> EXERCISE OBJECTIVE: How would you say the sentence "I like to use stack and reach to compare bikes." from the bike sizing thread in Spanish?

> TEXT SHOWN:

# Infinito Cv size plz hel



## chucky gross (May 12, 2006)

Hi,
Appreciate your input.....
Eagerly waiting on the 2018 Infinito cv disc
5' 9 1/2'', 29'' inseam
Do I go 55 with stem positive or 57 with short stem?
I do not like to be too folded over. I like my hip flexors open.
Not too much drop, but not reaching out.
Thanks


----------



## Bee-an-key (May 5, 2007)

Would guess a 55 but go to the pro's to get it checked out and test ride the size if you can. The head tube height and stem combo is too hard to figure out for someone with out seeing them on the bike. Depends on your flexibility, torso/arm length all of which comes down to comfort/aero/performance and needs. What are you riding now size wise?


----------



## rm -rf (Feb 27, 2006)

Do you have a bike now? Do you like the fit, or want to change it a little?

I like to use *stack and reach* to compare bikes. See my comments in another post here.









Infinito geometry:

55cm stack=567 reach=381
57cm stack=583 reach=386

It's interesting that the reach is only 5mm more on the 57cm. headset is 16mm higher. Seat tube angle is slightly more vertical on the 57 -- 73 vs 73.5 degrees.

*Stems*
To compare different stem length & angle, and adding or removing spacers, I like this stem comparison tool (Standard spacers are 10mm)

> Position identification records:

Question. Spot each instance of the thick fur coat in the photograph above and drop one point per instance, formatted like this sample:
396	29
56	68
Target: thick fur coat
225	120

> TASK RESPONSE: Me gusta usar el stack y el reach para comparar bicicletas.